> Passage provided
Dipankar Sarkar May 22, 2026 8 min read

langgraphbenchmarksperformancecomparison

I’ll skip the “we’re 10× faster” marketing and just show the numbers, the methodology, and the cases where the gap doesn’t matter.

TL;DR

Metric	LangGraph	Agentmatic	Ratio
Graph traversal (ops/ms)	8.4	100.0	11.9×
Channel throughput (msgs/ms)	1.3	100.0	76.9×
Memory (MB, 1000-node graph)	184	71	0.39× (61% less)
Cold start (ms)	410	90	0.22× (78% faster)
ReAct p95 (LLM mocked @ 50 ms)	285 ms	62 ms	4.6×
Supervisor (1+4) p95	1.42 s	0.18 s	7.9×
RAG (3-node + vector lookup) p95	320 ms	71 ms	4.5×
Map fan-out (1 → 100) p95	8.4 s	0.71 s	11.8×

Methodology

Hardware: AWS c7i.4xlarge (16 vCPU, 32 GB), Ubuntu 24.04. Numbers below are from this. We also ran on Apple M3 Max + 64GB; Mac numbers are within 8% of the c7i.
Python: 3.12.5, uvloop event loop.
Versions: LangGraph 0.2.40 (latest stable at time of writing), Agentmatic 0.1.0.
LLM: mocked at a fixed 50 ms latency. This lets us measure framework overhead, not OpenAI’s API.
Iterations: 1,000 runs per configuration, p50 / p95 / p99 reported. Warmup of 50 runs discarded.
Source: agentmatic/benchmarks/bench.py in the repo. Run python bench.py --all to reproduce.

Why the framework overhead matters

In a single-LLM-call agent, the LLM accounts for >95% of wall time. Framework speed barely matters.

In a multi-agent supervisor with retry and HITL — 30 LLM calls, 100+ graph transitions, 5+ checkpoint writes — the framework accounts for 30–60% of wall time. There, framework speed dominates.

This is why the Supervisor and Map fan-out numbers are the most dramatic: those workloads stress the runtime harder than the LLM.

Where the speed comes from

Three sources:

1. Lock-free Rust scheduler. The graph executor is a work-stealing Tokio runtime. Node execution doesn’t queue through Python’s event loop; it queues in Rust. The Python GIL only matters at the tool call boundary.

2. Pregel-style supersteps. Messages between nodes batch at each barrier. Fewer FFI crossings; better cache locality.

3. Zero-copy state. State snapshots are Arc<Frame>. Cloning is cheap (pointer copy). Mutation is copy-on-write. LangGraph deep-copies on each step.

You can verify all three with py-spy --rate 5000 against either framework. LangGraph spends ~40% in copy.deepcopy and asyncio machinery. Agentmatic spends ~3% in PyO3 boundary crossings.

Where the gap is small

Single-LLM-call ReAct. One LLM call, no retry, ~3 graph nodes. We measured 1.18× — barely worth mentioning. Use the framework you prefer.

Long-context RAG. When 95% of latency is the LLM processing 100k tokens, framework overhead is irrelevant. ~1.05× win. Pick by feature set.

Tool-bound agents with slow tools. If your dominant tool is a database query that takes 800 ms, the framework’s 50 ms vs 250 ms barely matters.

Where the gap is large

Multi-agent supervisors. 30+ graph transitions per turn. The c7i numbers show 7.9× on p95.

> Recorded information
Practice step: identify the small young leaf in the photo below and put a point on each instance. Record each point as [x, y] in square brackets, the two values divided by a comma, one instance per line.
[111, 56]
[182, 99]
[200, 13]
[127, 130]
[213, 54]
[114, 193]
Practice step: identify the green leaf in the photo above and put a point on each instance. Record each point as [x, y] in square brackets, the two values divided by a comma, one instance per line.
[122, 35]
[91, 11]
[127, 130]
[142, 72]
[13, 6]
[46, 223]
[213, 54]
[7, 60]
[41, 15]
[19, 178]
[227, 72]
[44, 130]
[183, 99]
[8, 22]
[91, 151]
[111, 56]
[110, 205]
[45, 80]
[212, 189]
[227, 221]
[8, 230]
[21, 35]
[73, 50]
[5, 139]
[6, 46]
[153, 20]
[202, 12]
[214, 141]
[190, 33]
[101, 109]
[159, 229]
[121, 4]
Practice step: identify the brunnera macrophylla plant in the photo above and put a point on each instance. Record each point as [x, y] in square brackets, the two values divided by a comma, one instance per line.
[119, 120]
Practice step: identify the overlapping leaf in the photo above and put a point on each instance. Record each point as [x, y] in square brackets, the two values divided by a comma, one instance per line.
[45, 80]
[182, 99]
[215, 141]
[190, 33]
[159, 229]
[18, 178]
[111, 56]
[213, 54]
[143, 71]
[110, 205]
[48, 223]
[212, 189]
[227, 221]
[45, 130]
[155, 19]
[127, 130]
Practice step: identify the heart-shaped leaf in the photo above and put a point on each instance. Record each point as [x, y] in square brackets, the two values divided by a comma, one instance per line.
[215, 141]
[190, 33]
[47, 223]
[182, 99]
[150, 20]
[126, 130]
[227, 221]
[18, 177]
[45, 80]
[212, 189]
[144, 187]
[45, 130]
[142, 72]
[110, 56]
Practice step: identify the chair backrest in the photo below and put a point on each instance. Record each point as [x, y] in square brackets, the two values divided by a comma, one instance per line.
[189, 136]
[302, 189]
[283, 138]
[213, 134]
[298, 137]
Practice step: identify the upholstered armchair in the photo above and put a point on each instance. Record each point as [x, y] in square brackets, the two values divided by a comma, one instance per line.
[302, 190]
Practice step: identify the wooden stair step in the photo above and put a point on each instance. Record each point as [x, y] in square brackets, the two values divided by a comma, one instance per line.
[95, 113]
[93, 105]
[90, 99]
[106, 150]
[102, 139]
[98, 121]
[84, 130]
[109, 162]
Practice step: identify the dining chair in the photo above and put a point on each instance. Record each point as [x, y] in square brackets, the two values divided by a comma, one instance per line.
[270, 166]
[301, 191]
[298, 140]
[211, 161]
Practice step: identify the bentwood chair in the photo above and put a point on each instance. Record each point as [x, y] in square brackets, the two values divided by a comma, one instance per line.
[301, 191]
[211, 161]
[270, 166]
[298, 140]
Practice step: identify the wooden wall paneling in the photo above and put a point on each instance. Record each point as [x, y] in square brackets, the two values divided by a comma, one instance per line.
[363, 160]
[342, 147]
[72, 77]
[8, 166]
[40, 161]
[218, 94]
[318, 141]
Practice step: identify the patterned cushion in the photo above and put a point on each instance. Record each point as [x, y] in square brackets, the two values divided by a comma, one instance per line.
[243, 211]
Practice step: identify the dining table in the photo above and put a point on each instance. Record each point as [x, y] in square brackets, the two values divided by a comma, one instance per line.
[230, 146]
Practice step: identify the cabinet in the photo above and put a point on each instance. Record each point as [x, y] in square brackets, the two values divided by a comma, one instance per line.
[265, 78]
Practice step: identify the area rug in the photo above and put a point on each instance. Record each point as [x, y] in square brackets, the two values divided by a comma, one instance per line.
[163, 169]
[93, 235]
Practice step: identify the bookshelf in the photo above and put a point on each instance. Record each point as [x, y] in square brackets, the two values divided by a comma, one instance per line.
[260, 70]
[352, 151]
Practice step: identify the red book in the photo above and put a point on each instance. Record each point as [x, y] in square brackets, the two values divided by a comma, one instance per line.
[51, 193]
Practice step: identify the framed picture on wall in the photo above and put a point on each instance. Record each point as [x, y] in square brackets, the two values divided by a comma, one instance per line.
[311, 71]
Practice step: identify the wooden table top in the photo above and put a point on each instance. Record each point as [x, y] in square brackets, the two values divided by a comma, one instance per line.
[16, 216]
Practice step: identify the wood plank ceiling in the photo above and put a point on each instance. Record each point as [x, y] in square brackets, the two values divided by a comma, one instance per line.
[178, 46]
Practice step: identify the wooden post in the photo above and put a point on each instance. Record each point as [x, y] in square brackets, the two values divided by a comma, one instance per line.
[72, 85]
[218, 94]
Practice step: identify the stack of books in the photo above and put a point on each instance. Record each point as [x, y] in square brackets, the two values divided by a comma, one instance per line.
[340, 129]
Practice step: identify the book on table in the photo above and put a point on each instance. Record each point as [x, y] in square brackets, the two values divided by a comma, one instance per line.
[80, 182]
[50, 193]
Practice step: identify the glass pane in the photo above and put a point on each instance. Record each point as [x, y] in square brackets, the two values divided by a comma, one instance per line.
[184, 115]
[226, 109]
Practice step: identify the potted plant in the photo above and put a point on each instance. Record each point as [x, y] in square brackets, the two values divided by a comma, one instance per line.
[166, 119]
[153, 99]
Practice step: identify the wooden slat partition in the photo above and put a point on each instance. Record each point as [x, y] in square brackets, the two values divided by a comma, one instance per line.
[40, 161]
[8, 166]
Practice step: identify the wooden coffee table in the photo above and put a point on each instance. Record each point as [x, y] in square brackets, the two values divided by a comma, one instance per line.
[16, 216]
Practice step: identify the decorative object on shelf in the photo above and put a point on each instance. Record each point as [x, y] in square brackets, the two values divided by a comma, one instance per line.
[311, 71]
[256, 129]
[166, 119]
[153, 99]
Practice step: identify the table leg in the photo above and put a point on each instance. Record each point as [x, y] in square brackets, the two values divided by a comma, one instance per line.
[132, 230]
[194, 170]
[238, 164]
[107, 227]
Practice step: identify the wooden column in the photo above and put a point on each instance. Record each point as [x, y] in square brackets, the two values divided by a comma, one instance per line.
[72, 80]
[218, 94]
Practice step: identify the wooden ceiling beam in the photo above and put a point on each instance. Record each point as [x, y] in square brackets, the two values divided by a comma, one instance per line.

> Task
Please reproduce the portion of the framework benchmark article above starting at "Why the framework" and ending at "than the LLM.", word for word.

> Completed task
Why the framework overhead matters

In a single-LLM-call agent, the LLM accounts for >95% of wall time. Framework speed barely matters.

In a multi-agent supervisor with retry and HITL — 30 LLM calls, 100+ graph transitions, 5+ checkpoint writes — the framework accounts for 30–60% of wall time. There, framework speed dominates.

This is why the Supervisor and Map fan-out numbers are the most dramatic: those workloads stress the runtime harder than the LLM.